WHAT TO WORK ON = Rewrite each of the rows below, replacing "can you spot" with "do you see" and leaving everything else unchanged. Omit the pictures.

RECORDS SHOWN =
+++

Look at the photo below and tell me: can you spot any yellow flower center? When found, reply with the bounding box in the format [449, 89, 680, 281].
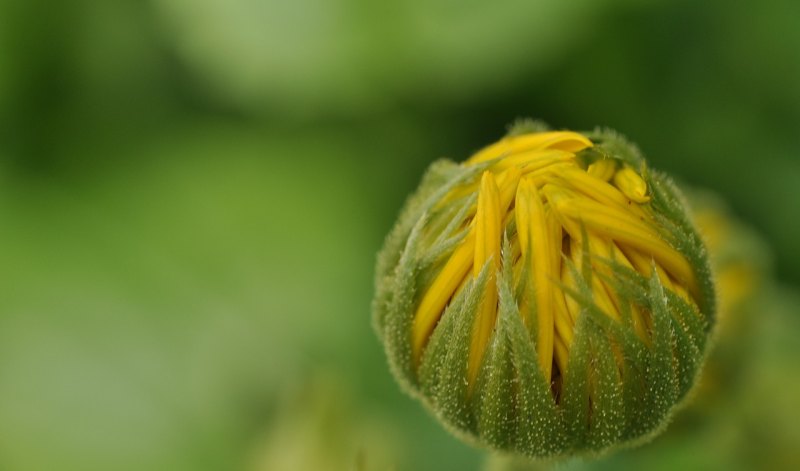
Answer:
[411, 131, 699, 394]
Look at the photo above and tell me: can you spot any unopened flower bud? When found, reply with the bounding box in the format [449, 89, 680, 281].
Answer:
[373, 123, 715, 457]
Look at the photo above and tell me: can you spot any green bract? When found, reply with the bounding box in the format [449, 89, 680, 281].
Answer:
[373, 125, 715, 457]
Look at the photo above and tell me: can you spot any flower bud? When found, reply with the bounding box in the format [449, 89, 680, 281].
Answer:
[373, 123, 715, 457]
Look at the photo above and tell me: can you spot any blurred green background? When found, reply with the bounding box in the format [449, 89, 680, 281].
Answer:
[0, 0, 800, 471]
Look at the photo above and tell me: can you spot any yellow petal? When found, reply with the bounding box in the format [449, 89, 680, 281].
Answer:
[614, 167, 650, 203]
[467, 172, 496, 387]
[517, 178, 558, 381]
[467, 131, 592, 164]
[411, 231, 475, 365]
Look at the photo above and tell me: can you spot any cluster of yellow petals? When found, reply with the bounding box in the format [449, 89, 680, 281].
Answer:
[411, 131, 697, 385]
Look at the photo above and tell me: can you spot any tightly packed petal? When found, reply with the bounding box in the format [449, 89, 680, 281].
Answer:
[373, 123, 714, 457]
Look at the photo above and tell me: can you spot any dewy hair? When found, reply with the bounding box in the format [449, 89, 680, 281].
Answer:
[373, 123, 715, 457]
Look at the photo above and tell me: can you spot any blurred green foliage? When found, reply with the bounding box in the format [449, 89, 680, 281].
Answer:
[0, 0, 800, 470]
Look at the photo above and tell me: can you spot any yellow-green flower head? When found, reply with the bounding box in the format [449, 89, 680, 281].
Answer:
[373, 126, 714, 457]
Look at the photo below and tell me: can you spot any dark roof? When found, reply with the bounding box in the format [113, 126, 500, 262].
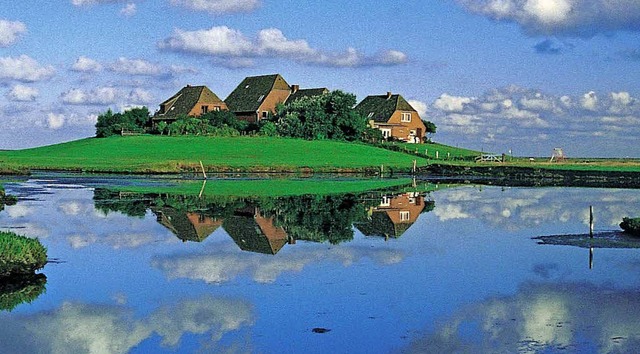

+++

PROBLEM SOLUTION =
Look at the photo below and tell me: do you see any yellow flower center? When found, reply with the bounding box in the format [449, 89, 680, 281].
Answer:
[411, 131, 699, 394]
Look at the photo above and tell me: do you see any unopened flower bud? When found, reply with the bounding box in the format [449, 89, 680, 281].
Answer:
[373, 123, 715, 457]
Look at the photo above and tell me: do you see any green bract? When found, reply with the bounding box in the format [449, 89, 680, 281].
Answer:
[373, 125, 715, 457]
Look at the photo above and tell me: do you see any flower bud? When found, reply with the bounding box in the format [449, 89, 680, 281].
Answer:
[373, 123, 715, 457]
Look at the photo above and tell me: do you see any blurred green background? When found, reply with the bounding box in the format [449, 89, 680, 281].
Answer:
[0, 0, 800, 471]
Look at the photo above and tell me: do you see any yellow petal? When found, reply with the bounding box in the format [449, 89, 680, 281].
Answer:
[614, 167, 650, 203]
[467, 172, 496, 387]
[517, 178, 558, 381]
[467, 131, 592, 164]
[411, 231, 475, 365]
Look at the photo above and tell me: do you see any cluster of yellow petals? When found, reply with the bounding box in the format [449, 89, 680, 281].
Answer:
[411, 131, 697, 385]
Look at the photo above and tell me: do you see any tightly packed petal? When found, reply with the bounding box in the format [449, 89, 680, 281].
Answer:
[373, 123, 714, 457]
Look at the photo above and tell me: do you see any dewy hair? When found, reply with the bounding box in the format [449, 89, 680, 281].
Answer:
[373, 123, 715, 457]
Look at the photo above and tell me: do you see any blurred green foliage? When found, reply with the bounding box in the format [449, 89, 680, 281].
Answer:
[0, 0, 800, 470]
Look at the photo above and tell me: do you see any yellow-green flower head? When found, reply with the bounding box in the format [449, 89, 680, 281].
Answer:
[373, 126, 714, 457]
Look at the photo below and tell me: do you see any dark roof? When found, reply with the bounding box in the format [113, 126, 500, 262].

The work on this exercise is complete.